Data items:
Start

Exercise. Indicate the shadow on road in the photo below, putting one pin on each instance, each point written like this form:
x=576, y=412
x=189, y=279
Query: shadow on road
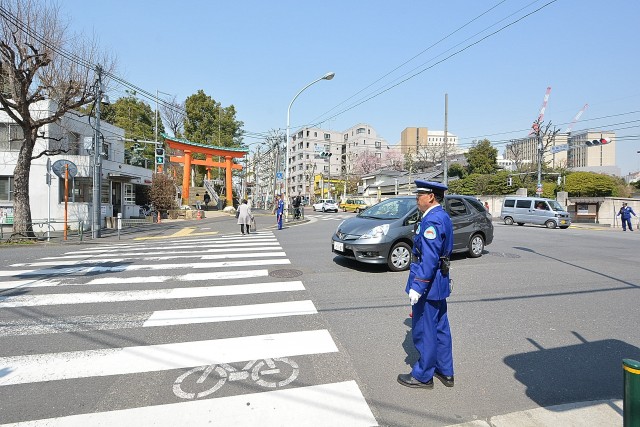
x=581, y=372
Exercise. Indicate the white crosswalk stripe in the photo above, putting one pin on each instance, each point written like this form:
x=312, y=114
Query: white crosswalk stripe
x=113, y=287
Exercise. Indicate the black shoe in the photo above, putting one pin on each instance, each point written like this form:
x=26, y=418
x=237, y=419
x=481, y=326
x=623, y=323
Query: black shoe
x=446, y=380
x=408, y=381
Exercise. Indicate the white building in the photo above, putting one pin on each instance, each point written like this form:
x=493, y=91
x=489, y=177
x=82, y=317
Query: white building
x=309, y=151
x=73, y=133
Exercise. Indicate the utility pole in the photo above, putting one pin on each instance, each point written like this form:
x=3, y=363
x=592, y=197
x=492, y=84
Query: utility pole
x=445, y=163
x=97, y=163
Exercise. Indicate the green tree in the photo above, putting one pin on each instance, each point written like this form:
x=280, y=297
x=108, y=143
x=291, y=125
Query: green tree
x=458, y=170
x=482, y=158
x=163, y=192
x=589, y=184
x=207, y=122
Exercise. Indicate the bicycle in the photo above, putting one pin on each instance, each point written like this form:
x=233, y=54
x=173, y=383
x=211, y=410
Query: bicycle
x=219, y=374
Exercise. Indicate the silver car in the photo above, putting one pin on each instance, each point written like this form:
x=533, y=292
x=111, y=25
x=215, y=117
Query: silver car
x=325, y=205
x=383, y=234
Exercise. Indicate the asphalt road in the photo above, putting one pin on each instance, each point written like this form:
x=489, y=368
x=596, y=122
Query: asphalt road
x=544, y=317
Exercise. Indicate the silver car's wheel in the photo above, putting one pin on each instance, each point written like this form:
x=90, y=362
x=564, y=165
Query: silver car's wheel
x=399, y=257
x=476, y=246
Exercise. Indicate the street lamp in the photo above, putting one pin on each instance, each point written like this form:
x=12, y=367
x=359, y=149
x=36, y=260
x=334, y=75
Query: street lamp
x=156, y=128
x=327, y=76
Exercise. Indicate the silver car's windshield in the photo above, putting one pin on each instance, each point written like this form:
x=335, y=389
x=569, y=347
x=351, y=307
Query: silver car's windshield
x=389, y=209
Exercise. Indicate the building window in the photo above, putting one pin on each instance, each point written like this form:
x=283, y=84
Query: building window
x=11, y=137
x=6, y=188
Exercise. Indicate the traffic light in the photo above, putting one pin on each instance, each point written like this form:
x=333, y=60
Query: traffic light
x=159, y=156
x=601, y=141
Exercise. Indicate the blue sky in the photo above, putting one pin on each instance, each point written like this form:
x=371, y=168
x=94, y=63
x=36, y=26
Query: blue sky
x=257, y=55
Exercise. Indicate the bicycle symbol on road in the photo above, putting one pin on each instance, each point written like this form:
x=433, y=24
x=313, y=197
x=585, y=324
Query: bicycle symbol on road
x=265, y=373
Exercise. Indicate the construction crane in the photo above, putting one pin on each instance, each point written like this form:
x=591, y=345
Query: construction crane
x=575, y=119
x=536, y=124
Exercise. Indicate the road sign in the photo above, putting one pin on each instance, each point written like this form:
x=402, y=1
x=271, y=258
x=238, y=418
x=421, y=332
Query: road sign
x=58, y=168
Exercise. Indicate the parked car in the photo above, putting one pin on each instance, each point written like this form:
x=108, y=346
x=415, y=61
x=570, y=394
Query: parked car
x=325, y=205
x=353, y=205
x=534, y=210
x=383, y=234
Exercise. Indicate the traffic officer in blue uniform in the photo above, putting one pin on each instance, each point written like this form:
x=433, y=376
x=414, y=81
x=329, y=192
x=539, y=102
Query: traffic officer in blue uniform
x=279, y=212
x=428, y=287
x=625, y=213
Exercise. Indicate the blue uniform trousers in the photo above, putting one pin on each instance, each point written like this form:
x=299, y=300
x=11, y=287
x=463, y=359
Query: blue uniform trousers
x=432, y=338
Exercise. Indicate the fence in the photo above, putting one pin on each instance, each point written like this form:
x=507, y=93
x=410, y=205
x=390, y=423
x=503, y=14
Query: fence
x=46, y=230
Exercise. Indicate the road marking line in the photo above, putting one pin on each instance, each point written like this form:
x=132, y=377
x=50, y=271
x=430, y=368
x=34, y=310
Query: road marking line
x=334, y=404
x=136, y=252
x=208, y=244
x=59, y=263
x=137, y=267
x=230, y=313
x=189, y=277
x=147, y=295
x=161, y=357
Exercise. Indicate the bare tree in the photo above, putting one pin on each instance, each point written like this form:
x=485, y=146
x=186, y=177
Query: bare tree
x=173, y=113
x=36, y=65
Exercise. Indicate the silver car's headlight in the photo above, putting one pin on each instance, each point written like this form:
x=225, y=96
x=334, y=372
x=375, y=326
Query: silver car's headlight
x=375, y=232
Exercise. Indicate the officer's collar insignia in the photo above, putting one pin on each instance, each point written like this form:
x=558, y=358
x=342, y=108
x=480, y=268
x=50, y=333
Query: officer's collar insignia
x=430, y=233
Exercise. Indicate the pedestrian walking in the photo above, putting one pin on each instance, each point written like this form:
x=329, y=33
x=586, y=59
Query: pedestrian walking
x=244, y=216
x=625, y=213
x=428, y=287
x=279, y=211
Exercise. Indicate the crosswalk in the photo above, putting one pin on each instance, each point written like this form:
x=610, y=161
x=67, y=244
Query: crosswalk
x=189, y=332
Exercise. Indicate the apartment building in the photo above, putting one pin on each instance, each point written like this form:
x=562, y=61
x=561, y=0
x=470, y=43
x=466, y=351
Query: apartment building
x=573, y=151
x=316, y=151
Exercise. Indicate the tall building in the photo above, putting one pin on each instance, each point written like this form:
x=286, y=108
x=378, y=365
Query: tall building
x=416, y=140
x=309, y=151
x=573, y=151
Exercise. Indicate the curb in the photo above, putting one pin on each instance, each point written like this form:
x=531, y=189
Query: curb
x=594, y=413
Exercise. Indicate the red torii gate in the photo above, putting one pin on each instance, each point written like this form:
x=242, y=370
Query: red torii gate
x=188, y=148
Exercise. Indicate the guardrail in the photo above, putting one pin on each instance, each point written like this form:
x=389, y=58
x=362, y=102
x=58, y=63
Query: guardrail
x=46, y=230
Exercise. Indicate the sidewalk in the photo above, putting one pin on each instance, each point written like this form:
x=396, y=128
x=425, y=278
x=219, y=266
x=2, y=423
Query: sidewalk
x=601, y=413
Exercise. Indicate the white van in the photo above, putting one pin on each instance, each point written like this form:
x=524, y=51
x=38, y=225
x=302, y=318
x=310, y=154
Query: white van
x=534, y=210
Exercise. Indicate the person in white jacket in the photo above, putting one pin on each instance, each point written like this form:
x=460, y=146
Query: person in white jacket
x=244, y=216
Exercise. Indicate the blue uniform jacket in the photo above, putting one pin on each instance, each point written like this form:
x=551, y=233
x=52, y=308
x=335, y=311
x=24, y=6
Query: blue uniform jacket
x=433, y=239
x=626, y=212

End

STATED PROBLEM >> Arrange the lines from the one containing "Exercise. Indicate the green" through the one containing "x=219, y=374", both included, as a numbered list, omitting any blank lines.

ANSWER BELOW >>
1. Exercise. Indicate the green tree in the photo above, putting one pin on each instance, each point written like this form:
2. x=280, y=297
3. x=108, y=143
4. x=291, y=125
5. Query: green tree
6. x=458, y=170
7. x=482, y=158
8. x=163, y=192
9. x=589, y=184
10. x=207, y=122
11. Exercise. Indicate the bicycle in the photo above, putting one pin on each instance, each point written like this form:
12. x=233, y=54
13. x=173, y=383
14. x=211, y=410
15. Query: bicycle
16. x=219, y=374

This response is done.